* [Prompt]
Lay out the records below as a Markdown table with two columns, Row and Line. Give each line a row number, and leave out blank lines.
## START Data for this exercise
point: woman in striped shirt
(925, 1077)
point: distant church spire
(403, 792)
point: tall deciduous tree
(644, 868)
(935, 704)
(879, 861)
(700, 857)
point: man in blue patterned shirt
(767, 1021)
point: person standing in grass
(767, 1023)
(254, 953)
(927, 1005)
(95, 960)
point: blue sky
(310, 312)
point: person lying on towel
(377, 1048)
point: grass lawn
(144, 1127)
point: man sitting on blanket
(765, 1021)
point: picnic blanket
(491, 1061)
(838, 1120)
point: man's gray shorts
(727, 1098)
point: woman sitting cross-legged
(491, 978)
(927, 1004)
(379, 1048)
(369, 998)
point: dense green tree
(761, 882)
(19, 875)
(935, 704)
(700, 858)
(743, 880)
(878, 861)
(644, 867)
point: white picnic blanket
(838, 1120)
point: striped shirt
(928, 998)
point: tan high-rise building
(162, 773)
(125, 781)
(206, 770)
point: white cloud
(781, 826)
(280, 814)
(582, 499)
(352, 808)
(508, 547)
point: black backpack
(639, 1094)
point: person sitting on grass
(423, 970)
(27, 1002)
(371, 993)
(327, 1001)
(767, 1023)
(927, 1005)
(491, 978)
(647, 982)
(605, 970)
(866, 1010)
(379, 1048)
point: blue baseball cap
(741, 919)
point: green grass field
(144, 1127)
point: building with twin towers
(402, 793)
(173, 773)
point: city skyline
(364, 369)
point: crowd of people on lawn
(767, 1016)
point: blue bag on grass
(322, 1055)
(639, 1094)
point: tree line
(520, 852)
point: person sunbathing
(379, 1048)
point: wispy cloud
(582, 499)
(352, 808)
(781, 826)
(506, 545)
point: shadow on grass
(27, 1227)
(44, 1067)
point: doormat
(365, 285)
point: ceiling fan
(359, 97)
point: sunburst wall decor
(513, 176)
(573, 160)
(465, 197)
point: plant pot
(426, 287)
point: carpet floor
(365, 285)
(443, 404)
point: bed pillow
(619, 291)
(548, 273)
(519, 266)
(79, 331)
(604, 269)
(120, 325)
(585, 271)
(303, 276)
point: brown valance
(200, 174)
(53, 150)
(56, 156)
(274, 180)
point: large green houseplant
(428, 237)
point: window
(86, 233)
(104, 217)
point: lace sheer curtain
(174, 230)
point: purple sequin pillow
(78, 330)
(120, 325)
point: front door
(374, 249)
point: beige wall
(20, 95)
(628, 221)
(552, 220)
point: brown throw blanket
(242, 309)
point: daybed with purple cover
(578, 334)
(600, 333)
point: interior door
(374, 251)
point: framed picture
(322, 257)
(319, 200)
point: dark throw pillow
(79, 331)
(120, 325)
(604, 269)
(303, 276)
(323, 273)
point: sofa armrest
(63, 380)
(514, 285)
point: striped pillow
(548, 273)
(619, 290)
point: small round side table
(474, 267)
## END Data for this exercise
* [Exercise result]
| Row | Line |
|---|---|
| 1 | point: woman in striped shirt |
| 2 | (925, 1077) |
| 3 | point: distant church spire |
| 4 | (403, 792) |
| 5 | point: tall deciduous tree |
| 6 | (644, 868) |
| 7 | (935, 704) |
| 8 | (879, 861) |
| 9 | (700, 857) |
| 10 | point: man in blue patterned shirt |
| 11 | (767, 1021) |
| 12 | point: person standing in grass |
| 13 | (767, 1023) |
| 14 | (254, 953) |
| 15 | (927, 1005) |
| 16 | (95, 960) |
| 17 | point: blue sky |
| 18 | (310, 312) |
| 19 | point: person lying on towel |
| 20 | (377, 1048) |
| 21 | point: grass lawn |
| 22 | (144, 1127) |
| 23 | point: man sitting on blanket |
| 24 | (765, 1021) |
| 25 | point: picnic blanket |
| 26 | (491, 1061) |
| 27 | (838, 1120) |
| 28 | point: man's gray shorts |
| 29 | (727, 1098) |
| 30 | point: woman sitting cross-legged |
| 31 | (491, 978) |
| 32 | (927, 1004) |
| 33 | (379, 1048) |
| 34 | (369, 998) |
| 35 | point: dense green tree |
| 36 | (761, 882) |
| 37 | (19, 875) |
| 38 | (935, 704) |
| 39 | (700, 858) |
| 40 | (743, 880) |
| 41 | (878, 861) |
| 42 | (644, 867) |
| 43 | point: white picnic blanket |
| 44 | (838, 1120) |
| 45 | point: striped shirt |
| 46 | (928, 998) |
| 47 | point: tan high-rise building |
| 48 | (162, 773) |
| 49 | (125, 781) |
| 50 | (206, 770) |
| 51 | point: white cloud |
| 52 | (781, 826) |
| 53 | (280, 814) |
| 54 | (582, 499) |
| 55 | (352, 808) |
| 56 | (508, 547) |
| 57 | point: black backpack |
| 58 | (639, 1094) |
| 59 | point: person sitting on grass |
| 60 | (423, 970) |
| 61 | (27, 1002) |
| 62 | (371, 993) |
| 63 | (327, 1001) |
| 64 | (767, 1023) |
| 65 | (927, 1005) |
| 66 | (491, 978) |
| 67 | (647, 982) |
| 68 | (605, 970) |
| 69 | (866, 1010) |
| 70 | (379, 1048) |
| 71 | point: blue baseball cap |
| 72 | (741, 919) |
| 73 | point: green grass field |
| 74 | (144, 1127) |
| 75 | point: building with twin towers |
| 76 | (402, 793) |
| 77 | (173, 773) |
| 78 | point: city skyline |
| 79 | (364, 369) |
| 80 | point: crowd of people on lawn |
| 81 | (767, 1016) |
| 82 | point: blue bag on grass |
| 83 | (322, 1055) |
| 84 | (639, 1094) |
| 85 | point: tree line |
| 86 | (520, 852) |
| 87 | point: person sunbathing |
| 88 | (379, 1048) |
| 89 | point: wispy cloud |
| 90 | (582, 499) |
| 91 | (352, 808) |
| 92 | (781, 826) |
| 93 | (506, 545) |
| 94 | point: shadow on grass |
| 95 | (27, 1227) |
| 96 | (44, 1067) |
| 97 | point: doormat |
| 98 | (365, 285) |
| 99 | point: ceiling fan |
| 100 | (359, 97) |
| 101 | point: sunburst wall decor |
| 102 | (513, 176) |
| 103 | (573, 160) |
| 104 | (465, 197) |
| 105 | point: plant pot |
| 106 | (426, 287) |
| 107 | point: carpet floor |
| 108 | (365, 285) |
| 109 | (443, 404) |
| 110 | point: bed pillow |
| 111 | (619, 291) |
| 112 | (548, 273) |
| 113 | (519, 266) |
| 114 | (79, 331) |
| 115 | (604, 269) |
| 116 | (120, 325) |
| 117 | (585, 271) |
| 118 | (303, 276) |
| 119 | point: brown valance |
| 120 | (200, 174) |
| 121 | (53, 150) |
| 122 | (56, 156) |
| 123 | (274, 180) |
| 124 | point: large green houseplant |
| 125 | (428, 237) |
| 126 | point: window |
| 127 | (86, 233) |
| 128 | (104, 217) |
| 129 | point: lace sheer curtain |
| 130 | (174, 230) |
| 131 | point: purple sequin pillow |
| 132 | (78, 330) |
| 133 | (120, 325) |
| 134 | point: front door |
| 135 | (374, 249) |
| 136 | point: beige wall |
| 137 | (20, 95) |
| 138 | (628, 221) |
| 139 | (552, 220) |
| 140 | point: brown throw blanket |
| 141 | (242, 309) |
| 142 | point: daybed with purple cover |
| 143 | (578, 334) |
| 144 | (600, 333) |
| 145 | point: interior door |
| 146 | (374, 251) |
| 147 | point: framed picture |
| 148 | (322, 257) |
| 149 | (319, 200) |
| 150 | point: dark throw pillow |
| 151 | (79, 331) |
| 152 | (120, 325) |
| 153 | (604, 269) |
| 154 | (303, 276) |
| 155 | (323, 273) |
| 156 | point: sofa armrest |
| 157 | (63, 380) |
| 158 | (514, 285) |
| 159 | point: striped pillow |
| 160 | (548, 273) |
| 161 | (619, 290) |
| 162 | point: small round side table |
| 163 | (474, 267) |